> [Task prompt]: Quote precisely the final stretch of the listing: start at the line containing "Please put a marker on the cliff" and stop after the last line.

> [Stored data]:

- - - - - - -

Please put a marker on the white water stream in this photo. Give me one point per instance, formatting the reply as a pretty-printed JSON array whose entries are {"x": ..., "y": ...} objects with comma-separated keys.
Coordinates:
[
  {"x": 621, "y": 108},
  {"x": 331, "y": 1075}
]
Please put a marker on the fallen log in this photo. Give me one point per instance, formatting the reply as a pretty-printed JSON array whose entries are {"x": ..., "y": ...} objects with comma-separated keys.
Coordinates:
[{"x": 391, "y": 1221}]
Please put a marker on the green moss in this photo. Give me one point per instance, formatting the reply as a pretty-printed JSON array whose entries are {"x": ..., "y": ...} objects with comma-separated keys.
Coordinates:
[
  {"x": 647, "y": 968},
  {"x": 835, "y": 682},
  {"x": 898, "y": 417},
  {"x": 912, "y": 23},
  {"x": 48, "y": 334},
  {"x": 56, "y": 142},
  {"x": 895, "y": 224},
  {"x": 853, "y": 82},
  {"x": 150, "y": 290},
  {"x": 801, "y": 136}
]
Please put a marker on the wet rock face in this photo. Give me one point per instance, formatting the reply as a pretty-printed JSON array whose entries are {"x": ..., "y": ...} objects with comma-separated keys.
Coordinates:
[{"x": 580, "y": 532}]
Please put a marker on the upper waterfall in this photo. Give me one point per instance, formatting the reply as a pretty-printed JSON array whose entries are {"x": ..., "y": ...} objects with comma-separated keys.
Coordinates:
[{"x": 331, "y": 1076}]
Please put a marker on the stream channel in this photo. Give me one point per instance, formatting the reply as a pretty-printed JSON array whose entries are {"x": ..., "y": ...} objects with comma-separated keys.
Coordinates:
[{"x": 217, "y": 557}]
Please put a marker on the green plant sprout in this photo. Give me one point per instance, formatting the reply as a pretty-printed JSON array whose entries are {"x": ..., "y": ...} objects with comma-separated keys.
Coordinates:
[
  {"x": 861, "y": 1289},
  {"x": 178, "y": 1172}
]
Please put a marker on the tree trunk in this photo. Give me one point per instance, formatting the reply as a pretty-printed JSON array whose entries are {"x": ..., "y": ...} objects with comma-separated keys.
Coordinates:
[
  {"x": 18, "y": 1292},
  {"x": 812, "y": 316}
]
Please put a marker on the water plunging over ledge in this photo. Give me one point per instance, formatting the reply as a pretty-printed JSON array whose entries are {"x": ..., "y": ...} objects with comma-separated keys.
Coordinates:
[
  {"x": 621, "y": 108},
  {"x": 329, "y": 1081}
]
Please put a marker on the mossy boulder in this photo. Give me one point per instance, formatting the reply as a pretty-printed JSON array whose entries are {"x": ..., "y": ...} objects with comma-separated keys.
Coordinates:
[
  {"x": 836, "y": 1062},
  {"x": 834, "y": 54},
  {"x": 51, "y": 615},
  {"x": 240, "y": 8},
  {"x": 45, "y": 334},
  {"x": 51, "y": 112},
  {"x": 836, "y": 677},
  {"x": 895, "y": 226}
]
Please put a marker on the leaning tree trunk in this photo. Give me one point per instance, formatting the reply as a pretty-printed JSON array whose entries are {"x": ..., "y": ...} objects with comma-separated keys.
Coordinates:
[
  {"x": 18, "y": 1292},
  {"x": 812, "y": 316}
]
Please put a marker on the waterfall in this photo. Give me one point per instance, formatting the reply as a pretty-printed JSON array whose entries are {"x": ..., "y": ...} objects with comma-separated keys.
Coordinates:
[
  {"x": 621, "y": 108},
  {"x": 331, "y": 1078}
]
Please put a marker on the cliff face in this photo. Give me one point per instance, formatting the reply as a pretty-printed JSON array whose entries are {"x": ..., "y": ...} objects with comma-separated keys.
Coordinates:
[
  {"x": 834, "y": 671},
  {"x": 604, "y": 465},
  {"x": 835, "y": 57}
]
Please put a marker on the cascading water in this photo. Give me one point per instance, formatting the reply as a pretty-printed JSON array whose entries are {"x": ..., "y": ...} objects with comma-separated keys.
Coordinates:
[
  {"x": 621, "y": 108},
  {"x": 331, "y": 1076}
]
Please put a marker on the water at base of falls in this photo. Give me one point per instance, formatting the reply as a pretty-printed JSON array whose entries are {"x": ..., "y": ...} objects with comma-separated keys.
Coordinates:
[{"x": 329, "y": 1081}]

- - - - - - -

> [Answer]:
Please put a marker on the cliff face in this photo. Give me one point per instance, formatting the reply as a pretty-printed JSON array whose entries are {"x": ..., "y": ...} objects with comma-separated keys.
Coordinates:
[
  {"x": 834, "y": 671},
  {"x": 604, "y": 465},
  {"x": 835, "y": 57}
]
Please put a marker on the cascading water in this photo. Give me one point per instance, formatting the reply as a pretty-printed JSON array whose entries are {"x": ..., "y": ...} objects with comma-separated keys.
Coordinates:
[
  {"x": 621, "y": 108},
  {"x": 331, "y": 1076}
]
Please put a marker on the water at base of falls in this photo. Give me one point per instance, formatting the reply as a pretty-printed JSON array whose entries are {"x": ..., "y": ...} objects with comma-separated keys.
Coordinates:
[{"x": 329, "y": 1081}]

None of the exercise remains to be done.